DATA FOR THIS TASK START

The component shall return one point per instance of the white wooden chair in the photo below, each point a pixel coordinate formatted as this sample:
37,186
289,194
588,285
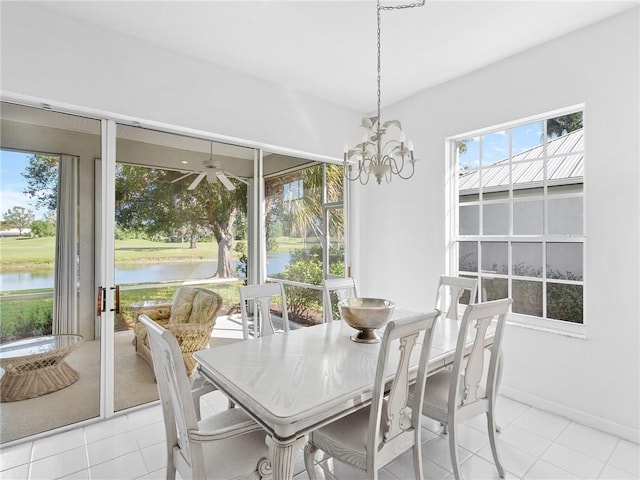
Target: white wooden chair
370,438
450,292
255,309
469,388
228,444
340,288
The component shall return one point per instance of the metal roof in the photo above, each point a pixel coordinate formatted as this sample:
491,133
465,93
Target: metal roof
565,164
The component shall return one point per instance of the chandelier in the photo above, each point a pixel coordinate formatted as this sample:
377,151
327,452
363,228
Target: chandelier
378,155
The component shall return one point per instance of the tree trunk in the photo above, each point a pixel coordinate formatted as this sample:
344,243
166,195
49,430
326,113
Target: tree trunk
225,241
225,267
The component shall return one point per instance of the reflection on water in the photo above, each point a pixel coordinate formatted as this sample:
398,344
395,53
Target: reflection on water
132,274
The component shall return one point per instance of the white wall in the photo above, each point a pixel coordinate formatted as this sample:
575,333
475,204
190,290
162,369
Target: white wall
596,380
61,60
402,225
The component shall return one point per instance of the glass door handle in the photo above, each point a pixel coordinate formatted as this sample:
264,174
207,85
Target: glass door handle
117,299
102,301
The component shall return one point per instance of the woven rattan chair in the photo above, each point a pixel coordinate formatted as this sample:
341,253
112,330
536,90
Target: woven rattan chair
228,444
190,319
340,289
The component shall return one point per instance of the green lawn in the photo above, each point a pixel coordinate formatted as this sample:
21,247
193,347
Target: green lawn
38,253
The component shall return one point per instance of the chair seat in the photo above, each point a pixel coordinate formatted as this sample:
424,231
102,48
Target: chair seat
238,455
436,394
348,435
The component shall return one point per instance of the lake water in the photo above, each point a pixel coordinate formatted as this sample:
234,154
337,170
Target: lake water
157,272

DATA FOR THIS TASK END

» PROBLEM TO WORK ON: No pictures, please. Output the listing above exactly as it stands.

» REPLY:
The component shall return one point per instance of the white wooden chair in the photo below, each point a pixel coordinate formatted as this sample:
37,186
289,194
588,285
Target: white wooden chair
370,438
450,292
255,309
469,388
228,444
340,288
The component shall return one point per instance of the metal roof in the photo above, each point a pixel coordinate formatted as this sample:
491,133
465,93
Target: metal roof
565,164
The component shall return one point per instance of the chandelier in the photo above, each point a pixel coordinate formatted as this sample:
377,151
327,452
363,228
Target: chandelier
378,155
The component shall return one point per instance of the tree trunk in the photo above, each point a pixel coordinate formatted as this sample:
344,243
166,195
49,430
326,113
Target: tree trunk
225,241
225,267
The component shall return one point per instance of the reflection on water in the photo above, each point a pixel coordinate formatted as this sample:
398,344
395,53
Target: reflection on water
132,274
The component shall return one point per instance of the white wall in the photo above, each point a pixel coordinate formatted as this sample:
575,333
475,204
190,290
162,369
Target: white wall
596,380
61,60
402,225
The component shall return one point per instance of the glass door handle in the photo above, each point a pixel coordinate formatted as this sample:
264,174
207,85
Target: glass door handle
117,299
102,301
The component shall return one point per instance of the woven rattan chair in the photo above, each point a pixel coordinate formatted as this sample:
341,253
112,330
536,90
Target: woven rattan chair
228,444
190,319
340,289
The component shall return one point per instance of the green lawn in the photo above, each point a pixel coordinate formatted as this sample:
21,247
193,347
Target: green lawn
38,253
The component shall return one point per instance of the chair seat in the photo above, each point a pixel coordinate formatted as this sample:
424,231
102,48
Target: chair seat
238,455
436,394
348,435
The component shall return one point per instance of the lake water in the photo above, each point a pixel coordinate formatted as this sample:
234,154
337,170
Target: lake water
157,272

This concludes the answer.